** BEGIN **
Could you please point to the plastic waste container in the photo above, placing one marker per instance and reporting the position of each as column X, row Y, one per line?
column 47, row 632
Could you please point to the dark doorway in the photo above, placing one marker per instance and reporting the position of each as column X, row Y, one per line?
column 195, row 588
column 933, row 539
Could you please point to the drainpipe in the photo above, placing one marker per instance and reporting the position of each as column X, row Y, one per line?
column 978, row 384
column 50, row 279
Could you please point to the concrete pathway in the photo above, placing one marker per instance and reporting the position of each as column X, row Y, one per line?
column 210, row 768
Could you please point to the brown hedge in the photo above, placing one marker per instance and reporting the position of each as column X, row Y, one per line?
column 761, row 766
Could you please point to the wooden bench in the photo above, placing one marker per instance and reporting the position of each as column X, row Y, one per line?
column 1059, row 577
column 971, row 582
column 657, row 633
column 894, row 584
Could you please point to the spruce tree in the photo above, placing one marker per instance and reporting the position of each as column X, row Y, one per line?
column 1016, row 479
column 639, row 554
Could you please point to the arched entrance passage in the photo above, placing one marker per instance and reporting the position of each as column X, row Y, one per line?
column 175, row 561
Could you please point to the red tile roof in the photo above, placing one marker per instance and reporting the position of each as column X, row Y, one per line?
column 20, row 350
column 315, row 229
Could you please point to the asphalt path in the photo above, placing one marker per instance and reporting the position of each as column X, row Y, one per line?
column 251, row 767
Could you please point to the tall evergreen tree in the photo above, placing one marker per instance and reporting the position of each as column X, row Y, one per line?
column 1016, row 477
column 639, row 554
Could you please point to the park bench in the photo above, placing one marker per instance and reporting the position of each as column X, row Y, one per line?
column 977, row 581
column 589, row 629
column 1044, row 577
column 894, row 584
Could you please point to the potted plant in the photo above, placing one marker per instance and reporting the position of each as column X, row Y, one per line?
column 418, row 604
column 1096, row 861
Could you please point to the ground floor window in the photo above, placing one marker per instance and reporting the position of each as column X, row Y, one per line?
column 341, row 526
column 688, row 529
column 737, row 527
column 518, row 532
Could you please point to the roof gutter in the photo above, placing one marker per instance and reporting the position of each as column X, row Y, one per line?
** END **
Please copy all of the entries above word for word, keeping every line in its original order.

■ **EXERCISE ANSWER**
Could you please point to the plastic waste container in the photo above, placing one marker per instance and reporting the position of each as column X, row Y, one per line?
column 47, row 632
Could you please point to the dark doorway in the photo above, placing one marker per instance and reporting the position of each as column X, row Y, one per line?
column 195, row 588
column 933, row 539
Could you please point to the drainpipe in the photo above, placing one marker per instance and reporting the position of each as column X, row Y, one per line?
column 978, row 384
column 50, row 279
Could you please point to the concrete pathway in the photo above, placing one marker per instance and reporting the position of each as column X, row Y, one per line?
column 210, row 768
Could you please point to the brown hedge in the photo above, placing one marker per instance and reporting the position of each as column X, row Y, one per line?
column 761, row 766
Could you please point to the wooden bench in the photo above, placing one marker per instance and reporting the position of each as column X, row Y, one per line?
column 1059, row 577
column 971, row 582
column 657, row 633
column 894, row 584
Could you please point to the spruce tree in the photo above, placing one marker per instance and reporting the position of each as column X, row Y, one per line?
column 1016, row 479
column 639, row 554
Could you please point to the arched entrance passage in the photo above, placing one marker per instance and reporting the position of each as column X, row Y, one per line?
column 175, row 561
Could you please point to the red tile roof in the photo above, placing one marker per instance and reporting the position of each as column X, row Y, one per line?
column 20, row 350
column 315, row 229
Could you please point to the asphalt path in the photo above, placing one marker per instance and reporting the position of each as column X, row Y, one per line?
column 251, row 767
Could you please point to the tall evergreen tree in the photo above, placing one marker per instance and reporting the position of each as column X, row Y, one per line?
column 1016, row 477
column 639, row 554
Could you please point to the park bench in the photo above, placing one marker per instance and reporting the position of each as column X, row Y, one per line?
column 977, row 581
column 589, row 629
column 1044, row 577
column 894, row 584
Could you please point to the potted plant in the photo above, placing one marker per instance and reporting the position of each as column X, row Y, one per line?
column 418, row 604
column 1096, row 861
Could you please point to the ground floor window in the photo above, placing one marker per instance and reporting the position of each as column X, row Y, one per line?
column 341, row 526
column 688, row 529
column 737, row 527
column 518, row 532
Could you please point to the roof gutter in the photo above, placing one marker per instance and reporting the position of each as column X, row Y, one per line?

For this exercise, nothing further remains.